## The problem
Each line holding the string "brown" is to be copied from the data.

....

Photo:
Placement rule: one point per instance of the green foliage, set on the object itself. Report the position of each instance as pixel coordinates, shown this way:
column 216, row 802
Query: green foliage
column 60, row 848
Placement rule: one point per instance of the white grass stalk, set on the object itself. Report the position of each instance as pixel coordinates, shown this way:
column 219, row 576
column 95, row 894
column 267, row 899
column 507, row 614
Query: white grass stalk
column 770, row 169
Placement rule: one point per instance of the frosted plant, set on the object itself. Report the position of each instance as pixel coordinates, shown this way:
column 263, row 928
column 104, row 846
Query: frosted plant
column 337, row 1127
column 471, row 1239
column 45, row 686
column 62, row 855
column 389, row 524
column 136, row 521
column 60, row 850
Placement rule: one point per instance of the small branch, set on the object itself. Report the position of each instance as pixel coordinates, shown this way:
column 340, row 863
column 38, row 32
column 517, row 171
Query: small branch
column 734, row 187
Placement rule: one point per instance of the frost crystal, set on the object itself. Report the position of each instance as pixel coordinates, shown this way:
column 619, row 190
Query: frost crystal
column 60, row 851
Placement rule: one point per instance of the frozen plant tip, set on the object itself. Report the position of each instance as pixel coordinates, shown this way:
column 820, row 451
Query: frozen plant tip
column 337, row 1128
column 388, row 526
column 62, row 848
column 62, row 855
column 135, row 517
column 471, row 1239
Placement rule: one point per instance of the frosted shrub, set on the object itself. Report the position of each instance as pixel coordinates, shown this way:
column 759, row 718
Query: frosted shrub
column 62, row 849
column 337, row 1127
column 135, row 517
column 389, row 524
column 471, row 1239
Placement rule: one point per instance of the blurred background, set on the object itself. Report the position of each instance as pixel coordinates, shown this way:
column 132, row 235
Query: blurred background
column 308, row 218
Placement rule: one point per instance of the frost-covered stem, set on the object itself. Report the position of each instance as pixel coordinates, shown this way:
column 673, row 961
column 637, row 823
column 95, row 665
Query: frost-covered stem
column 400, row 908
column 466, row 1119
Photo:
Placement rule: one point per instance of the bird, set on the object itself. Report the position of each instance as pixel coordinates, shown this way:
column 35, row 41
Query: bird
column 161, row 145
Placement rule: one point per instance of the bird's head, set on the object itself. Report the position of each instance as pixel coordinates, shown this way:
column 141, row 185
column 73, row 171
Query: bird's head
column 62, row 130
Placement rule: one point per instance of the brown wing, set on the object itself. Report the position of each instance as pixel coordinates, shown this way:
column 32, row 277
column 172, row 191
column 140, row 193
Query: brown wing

....

## Task solution
Placement rule: one point per instance of the brown wing, set on the object itself. Report the position of each instance as pixel coordinates, shown this way:
Query: brown wing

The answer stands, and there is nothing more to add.